— Start of Supplied passage —

Standing in the kitchen the other evening a tune came on Classic FM.  It was amazing.  Very Bond.  Very John Barry.  And it was John Barry.  He’s produced an album called “The Beyondness of Things”, a personal project where he’s taken his favourite things and reworked them a little.  Bloody fantastic.  Can’t buy the album to download though which is a 20th Century f_cker.  I’m not going to buy a bloody physical CD.  Objects, hate them.  If you catch a listen, check out the track "day the earth fell silent".  Beautiful.

A while ago I was complaining about my social life suffering through sacrificing so much of my time to writing.  I went looking for social life and found it, in buckets and bottles, to the extent where I’m now looking to retreat for a while, crawl back into my Sky Bunker cave and cradle my laptop with the soothing stream of words flowing from my brain.

— End of Supplied passage —

§ Short exercise
Continue the blog post about John Barry's album and the writer's social life, starting after its final sentence.

— Start of Recorded information —

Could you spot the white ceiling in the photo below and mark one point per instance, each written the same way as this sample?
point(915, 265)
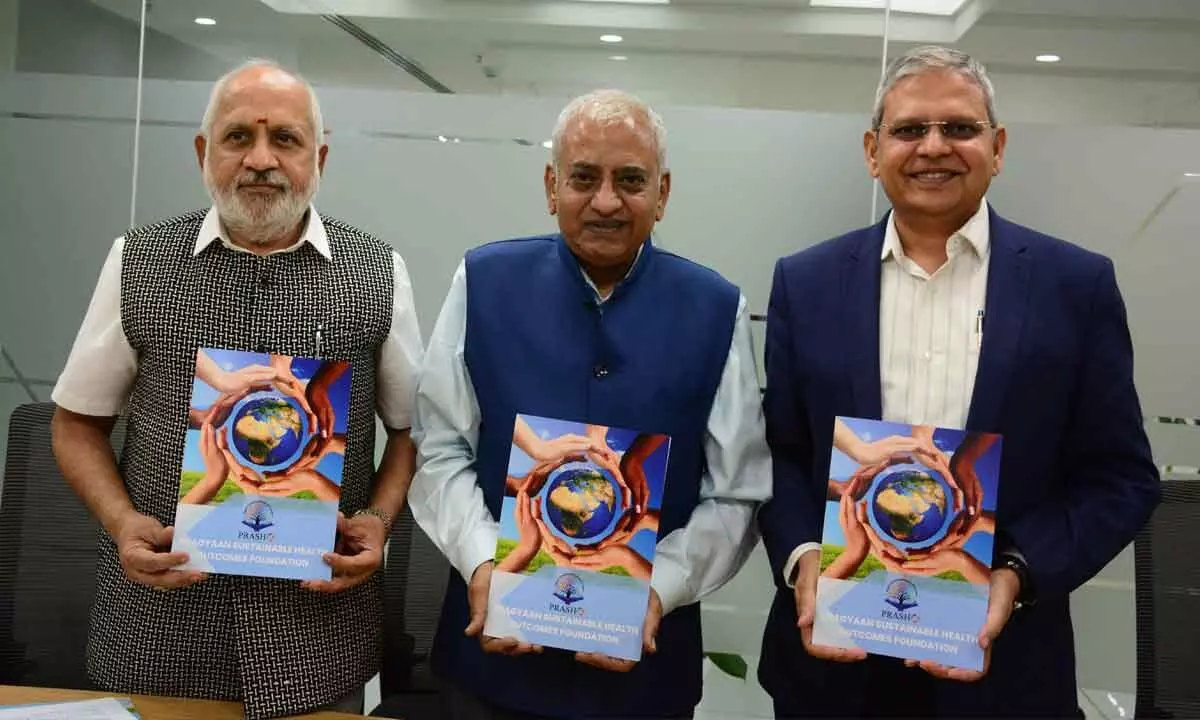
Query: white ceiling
point(760, 53)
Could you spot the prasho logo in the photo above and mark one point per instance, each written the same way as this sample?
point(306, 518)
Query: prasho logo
point(901, 594)
point(257, 516)
point(569, 588)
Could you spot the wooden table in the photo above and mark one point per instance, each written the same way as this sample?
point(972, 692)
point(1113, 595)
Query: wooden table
point(148, 706)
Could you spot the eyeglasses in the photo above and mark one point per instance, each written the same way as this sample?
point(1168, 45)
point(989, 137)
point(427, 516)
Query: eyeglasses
point(951, 130)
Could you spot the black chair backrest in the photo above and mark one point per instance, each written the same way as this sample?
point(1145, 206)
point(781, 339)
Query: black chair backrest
point(414, 585)
point(1168, 599)
point(47, 561)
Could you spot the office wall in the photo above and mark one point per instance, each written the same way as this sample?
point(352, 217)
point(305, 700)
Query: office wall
point(77, 37)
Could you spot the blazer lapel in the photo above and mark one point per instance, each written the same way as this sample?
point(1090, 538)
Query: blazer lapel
point(1008, 289)
point(861, 304)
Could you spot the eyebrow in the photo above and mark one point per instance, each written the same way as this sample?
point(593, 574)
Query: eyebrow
point(594, 168)
point(271, 127)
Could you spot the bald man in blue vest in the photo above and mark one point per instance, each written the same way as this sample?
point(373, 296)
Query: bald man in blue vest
point(599, 325)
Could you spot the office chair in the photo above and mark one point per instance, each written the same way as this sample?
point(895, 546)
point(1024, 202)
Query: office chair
point(47, 561)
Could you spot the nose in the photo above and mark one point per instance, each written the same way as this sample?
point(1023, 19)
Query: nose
point(934, 143)
point(605, 201)
point(261, 157)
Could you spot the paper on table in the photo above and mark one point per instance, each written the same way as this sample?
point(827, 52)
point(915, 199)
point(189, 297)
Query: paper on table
point(107, 708)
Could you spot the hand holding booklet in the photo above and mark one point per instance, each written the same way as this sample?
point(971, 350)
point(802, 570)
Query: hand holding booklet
point(579, 527)
point(907, 541)
point(261, 477)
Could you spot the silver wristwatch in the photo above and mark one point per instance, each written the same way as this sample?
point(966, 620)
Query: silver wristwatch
point(382, 515)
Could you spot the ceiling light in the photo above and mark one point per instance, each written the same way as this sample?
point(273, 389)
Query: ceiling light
point(939, 7)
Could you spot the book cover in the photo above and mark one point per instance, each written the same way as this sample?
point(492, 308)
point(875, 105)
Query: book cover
point(577, 532)
point(907, 541)
point(262, 472)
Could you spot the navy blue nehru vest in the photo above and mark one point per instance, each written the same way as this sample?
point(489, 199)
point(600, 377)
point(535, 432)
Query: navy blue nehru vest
point(649, 358)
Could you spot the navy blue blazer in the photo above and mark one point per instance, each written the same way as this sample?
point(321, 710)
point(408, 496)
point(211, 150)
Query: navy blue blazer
point(1055, 378)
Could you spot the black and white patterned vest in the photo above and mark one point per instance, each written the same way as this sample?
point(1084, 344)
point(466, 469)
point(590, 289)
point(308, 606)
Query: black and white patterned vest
point(277, 647)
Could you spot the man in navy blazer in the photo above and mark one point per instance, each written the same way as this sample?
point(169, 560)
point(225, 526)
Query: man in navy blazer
point(988, 324)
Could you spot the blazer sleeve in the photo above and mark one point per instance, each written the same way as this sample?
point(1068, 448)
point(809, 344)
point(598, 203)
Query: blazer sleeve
point(792, 516)
point(1111, 485)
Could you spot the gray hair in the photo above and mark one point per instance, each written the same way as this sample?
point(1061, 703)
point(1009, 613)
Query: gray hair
point(609, 107)
point(318, 125)
point(930, 58)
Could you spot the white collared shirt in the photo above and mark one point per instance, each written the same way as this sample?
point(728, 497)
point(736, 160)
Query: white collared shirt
point(101, 369)
point(929, 333)
point(929, 346)
point(689, 563)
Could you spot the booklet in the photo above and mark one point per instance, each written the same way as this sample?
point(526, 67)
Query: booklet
point(262, 469)
point(577, 532)
point(907, 540)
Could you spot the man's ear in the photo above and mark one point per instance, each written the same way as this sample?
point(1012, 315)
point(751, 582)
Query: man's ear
point(201, 144)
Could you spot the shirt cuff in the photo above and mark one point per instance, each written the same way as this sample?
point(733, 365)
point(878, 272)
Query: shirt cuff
point(479, 547)
point(792, 559)
point(82, 405)
point(671, 583)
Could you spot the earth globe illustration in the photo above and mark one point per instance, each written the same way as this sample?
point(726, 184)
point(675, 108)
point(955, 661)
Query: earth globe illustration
point(910, 505)
point(581, 502)
point(268, 430)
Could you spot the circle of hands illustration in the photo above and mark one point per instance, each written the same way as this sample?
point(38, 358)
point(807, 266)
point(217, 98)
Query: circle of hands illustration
point(287, 396)
point(607, 551)
point(947, 552)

— End of Recorded information —

§ Reply to the task
Got food poisoning last weekend. Which meant I didn’t have a weekend.  Instead I spent two days lying on the floor of my lounge, in an empty house, hugging a bucket and thinking I was dying.  All thanks to a bad bacon sandwich. Woke up Saturday morning after a mad Friday night out with Geordie Mike, Dan B and Mr GBH.  Felt a bit rough. Looked in the fridge and found a packet of bacon.  Cooked it up and ate it.  Then Dan B came round in his suped-up V-Dub Combi, nox system and all, and took me out for a rocket ride to a nearby beach with a lovely little pier (Clevedon).  Started to feel ever more rough.  Dan said, “I’ll take you back mate.”  Mid-journey and said, “Pull over! Pull over!”.   I clambered out of the van on Hotwells road, fell onto my hands and knees on the pavement and just emptied my stomach in a throat-ripping wail. Several times.  Passers-by were of no significance.  My world reduced to the horror in my stomach and the pavement.  Dan B was an angel; found me water; got me home.  

Turns out my fridge is on the blink and has been turning off and on over the past few days.  Bad bacon. Ugh!

I've been buying more music, as usual, a few favourites, a few randoms - I like browsing Mp3 stores and sampling music if I like the band name, album cover, stuff like that.

A big wow for me right now (working on Ch 25) is "Extended" by Solar Fields (and old fave of mine).

Solar Fields

Finally I recently scored some fan mail from Japan.  I know it's not a massive deal, but I'm really pleased to see my work has made it out there.  

Future plans.  Once I get Dog Eat Dog finished, I need to look into making my work available for the iPad and other eBook formats.  Then, maybe after Autumn 2010, start working on the Yellow Dawn again.  I want to release a greatly stripped down version as a free PDF (Yellow Dawn Lite) and start writing some more scenarios.  I had a lot of fun working on Shadows of the Quantinex, and playing it too, often get flashbacks from the visuals. So, plenty to get on with for 2010 going into 2011.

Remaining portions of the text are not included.